→ **Instructions to follow**: State the number of lines in these records that include the string "white", and say nothing more.
====== Given entries ======
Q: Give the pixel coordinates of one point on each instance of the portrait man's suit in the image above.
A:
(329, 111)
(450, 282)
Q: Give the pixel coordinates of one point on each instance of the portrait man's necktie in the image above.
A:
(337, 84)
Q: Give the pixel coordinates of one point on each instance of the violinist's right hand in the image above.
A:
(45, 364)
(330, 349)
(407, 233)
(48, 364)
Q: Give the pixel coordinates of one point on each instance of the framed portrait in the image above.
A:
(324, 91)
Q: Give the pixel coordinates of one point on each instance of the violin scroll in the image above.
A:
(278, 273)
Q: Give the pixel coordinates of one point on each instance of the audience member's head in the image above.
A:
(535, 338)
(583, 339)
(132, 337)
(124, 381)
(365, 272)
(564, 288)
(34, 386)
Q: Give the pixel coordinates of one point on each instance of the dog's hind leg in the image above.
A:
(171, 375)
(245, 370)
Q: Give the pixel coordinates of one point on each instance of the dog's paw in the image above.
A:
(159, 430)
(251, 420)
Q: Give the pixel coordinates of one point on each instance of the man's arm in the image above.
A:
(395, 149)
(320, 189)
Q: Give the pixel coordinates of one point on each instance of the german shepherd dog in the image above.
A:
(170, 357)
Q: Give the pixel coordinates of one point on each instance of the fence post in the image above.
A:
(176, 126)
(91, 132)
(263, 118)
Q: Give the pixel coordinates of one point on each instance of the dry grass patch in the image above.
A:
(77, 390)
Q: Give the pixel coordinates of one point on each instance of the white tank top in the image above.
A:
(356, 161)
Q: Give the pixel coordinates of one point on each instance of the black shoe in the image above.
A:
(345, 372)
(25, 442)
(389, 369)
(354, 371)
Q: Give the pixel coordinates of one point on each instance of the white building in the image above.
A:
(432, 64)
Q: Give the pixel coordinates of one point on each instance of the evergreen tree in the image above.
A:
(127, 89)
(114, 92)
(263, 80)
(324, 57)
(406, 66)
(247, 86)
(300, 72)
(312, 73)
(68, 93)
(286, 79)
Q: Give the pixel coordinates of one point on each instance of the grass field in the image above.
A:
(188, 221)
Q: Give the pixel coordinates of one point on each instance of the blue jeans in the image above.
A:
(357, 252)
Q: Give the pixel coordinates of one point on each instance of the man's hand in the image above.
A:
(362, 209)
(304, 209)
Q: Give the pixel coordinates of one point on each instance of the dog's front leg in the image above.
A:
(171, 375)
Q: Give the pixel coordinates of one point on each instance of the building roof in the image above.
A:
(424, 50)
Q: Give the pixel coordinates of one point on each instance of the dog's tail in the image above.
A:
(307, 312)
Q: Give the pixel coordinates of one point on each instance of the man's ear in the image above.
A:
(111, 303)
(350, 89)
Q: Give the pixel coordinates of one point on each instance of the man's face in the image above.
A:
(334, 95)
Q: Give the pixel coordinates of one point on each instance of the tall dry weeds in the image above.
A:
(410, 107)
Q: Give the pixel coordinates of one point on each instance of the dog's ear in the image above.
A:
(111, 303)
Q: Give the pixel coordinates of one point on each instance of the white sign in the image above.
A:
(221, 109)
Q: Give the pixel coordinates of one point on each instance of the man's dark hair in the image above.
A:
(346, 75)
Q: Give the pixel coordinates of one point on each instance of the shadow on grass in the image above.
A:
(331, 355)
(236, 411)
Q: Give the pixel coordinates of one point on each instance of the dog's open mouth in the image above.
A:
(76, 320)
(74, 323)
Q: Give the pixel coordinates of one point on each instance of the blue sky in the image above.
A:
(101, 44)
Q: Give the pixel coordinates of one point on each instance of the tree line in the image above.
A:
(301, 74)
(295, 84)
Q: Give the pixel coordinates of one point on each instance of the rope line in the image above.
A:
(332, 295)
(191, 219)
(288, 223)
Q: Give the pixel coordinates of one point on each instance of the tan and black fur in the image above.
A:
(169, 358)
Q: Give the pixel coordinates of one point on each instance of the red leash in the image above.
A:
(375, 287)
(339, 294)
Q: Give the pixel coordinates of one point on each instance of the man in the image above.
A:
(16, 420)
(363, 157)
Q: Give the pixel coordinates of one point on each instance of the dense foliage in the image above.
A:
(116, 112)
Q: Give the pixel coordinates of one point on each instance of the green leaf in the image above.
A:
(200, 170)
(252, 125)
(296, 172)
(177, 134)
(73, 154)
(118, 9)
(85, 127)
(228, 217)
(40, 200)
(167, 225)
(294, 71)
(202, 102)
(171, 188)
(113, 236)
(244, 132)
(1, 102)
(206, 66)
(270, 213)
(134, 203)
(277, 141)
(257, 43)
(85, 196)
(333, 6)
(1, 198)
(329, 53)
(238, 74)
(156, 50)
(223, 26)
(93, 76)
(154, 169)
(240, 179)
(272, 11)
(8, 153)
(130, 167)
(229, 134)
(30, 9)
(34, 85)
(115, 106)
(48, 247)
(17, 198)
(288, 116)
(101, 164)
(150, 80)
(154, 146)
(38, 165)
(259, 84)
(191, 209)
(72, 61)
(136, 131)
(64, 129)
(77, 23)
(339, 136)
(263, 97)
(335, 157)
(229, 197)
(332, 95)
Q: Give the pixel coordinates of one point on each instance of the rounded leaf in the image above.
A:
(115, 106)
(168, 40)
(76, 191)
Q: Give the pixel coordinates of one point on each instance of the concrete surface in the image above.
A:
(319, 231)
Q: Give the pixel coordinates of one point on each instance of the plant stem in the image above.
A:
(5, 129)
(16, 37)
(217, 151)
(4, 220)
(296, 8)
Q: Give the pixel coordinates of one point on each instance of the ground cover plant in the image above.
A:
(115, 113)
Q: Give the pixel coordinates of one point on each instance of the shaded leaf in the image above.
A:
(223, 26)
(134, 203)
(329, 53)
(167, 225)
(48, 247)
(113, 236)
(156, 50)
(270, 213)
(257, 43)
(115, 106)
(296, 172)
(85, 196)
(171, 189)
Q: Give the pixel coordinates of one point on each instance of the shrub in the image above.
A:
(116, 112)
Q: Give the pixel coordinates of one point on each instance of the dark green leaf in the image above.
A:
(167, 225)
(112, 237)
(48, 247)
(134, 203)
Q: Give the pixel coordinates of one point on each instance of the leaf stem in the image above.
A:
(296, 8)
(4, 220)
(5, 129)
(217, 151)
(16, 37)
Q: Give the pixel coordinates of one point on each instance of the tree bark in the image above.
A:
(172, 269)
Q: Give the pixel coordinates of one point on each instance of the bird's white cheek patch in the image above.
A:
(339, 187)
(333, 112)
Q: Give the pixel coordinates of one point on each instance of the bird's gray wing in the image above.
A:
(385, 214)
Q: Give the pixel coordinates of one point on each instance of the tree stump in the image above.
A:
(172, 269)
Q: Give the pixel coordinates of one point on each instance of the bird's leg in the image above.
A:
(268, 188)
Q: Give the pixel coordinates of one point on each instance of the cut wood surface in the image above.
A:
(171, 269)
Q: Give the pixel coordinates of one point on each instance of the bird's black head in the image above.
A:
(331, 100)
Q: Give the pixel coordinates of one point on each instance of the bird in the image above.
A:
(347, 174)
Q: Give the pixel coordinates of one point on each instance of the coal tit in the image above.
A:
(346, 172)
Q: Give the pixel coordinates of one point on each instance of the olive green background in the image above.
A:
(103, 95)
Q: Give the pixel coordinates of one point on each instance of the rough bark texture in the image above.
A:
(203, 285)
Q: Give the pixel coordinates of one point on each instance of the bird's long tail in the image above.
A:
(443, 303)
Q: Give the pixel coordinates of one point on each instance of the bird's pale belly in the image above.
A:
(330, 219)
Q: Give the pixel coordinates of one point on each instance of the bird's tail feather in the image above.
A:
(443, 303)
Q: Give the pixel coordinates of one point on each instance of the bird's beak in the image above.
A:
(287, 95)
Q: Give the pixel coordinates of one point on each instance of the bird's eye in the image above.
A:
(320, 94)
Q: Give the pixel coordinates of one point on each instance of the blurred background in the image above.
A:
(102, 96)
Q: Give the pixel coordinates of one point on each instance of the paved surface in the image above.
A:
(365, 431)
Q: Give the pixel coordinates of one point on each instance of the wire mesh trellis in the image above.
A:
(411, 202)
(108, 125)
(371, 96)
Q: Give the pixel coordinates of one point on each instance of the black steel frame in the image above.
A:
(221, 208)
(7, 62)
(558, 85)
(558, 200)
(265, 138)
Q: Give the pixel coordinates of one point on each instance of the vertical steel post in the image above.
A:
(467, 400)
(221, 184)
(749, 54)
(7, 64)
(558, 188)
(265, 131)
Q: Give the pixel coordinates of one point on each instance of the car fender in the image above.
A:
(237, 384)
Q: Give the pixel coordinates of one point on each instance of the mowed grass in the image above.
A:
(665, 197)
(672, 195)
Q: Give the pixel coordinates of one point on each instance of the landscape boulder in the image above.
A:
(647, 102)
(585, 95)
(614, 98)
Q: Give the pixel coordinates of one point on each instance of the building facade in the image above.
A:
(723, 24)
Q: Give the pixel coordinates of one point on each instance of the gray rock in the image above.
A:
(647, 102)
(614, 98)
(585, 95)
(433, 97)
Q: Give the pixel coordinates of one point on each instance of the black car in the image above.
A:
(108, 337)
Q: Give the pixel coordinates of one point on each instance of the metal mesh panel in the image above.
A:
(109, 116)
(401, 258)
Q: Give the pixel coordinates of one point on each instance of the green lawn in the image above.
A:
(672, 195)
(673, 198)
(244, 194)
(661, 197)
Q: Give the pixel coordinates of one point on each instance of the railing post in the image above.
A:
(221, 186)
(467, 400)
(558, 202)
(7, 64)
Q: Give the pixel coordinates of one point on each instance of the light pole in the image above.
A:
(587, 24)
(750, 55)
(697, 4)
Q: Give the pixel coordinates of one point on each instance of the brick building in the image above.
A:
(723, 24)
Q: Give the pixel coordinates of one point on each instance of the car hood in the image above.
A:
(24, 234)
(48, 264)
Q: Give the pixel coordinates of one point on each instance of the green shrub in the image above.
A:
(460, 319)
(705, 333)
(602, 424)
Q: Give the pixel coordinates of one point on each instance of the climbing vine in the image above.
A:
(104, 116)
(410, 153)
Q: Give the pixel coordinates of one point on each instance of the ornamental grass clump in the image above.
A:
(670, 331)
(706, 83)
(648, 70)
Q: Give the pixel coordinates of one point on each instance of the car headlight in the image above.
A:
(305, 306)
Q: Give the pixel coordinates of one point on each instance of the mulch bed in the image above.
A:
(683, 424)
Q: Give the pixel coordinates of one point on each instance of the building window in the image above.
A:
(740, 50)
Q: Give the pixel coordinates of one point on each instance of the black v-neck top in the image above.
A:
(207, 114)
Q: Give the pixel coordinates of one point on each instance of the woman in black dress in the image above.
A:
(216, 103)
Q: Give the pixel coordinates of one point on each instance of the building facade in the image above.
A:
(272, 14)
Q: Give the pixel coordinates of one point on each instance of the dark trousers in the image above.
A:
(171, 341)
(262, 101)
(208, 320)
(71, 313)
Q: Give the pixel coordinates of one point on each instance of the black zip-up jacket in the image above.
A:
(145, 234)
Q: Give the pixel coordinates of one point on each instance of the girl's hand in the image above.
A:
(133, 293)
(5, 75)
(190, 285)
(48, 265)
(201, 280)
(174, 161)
======
→ **Response area**: 4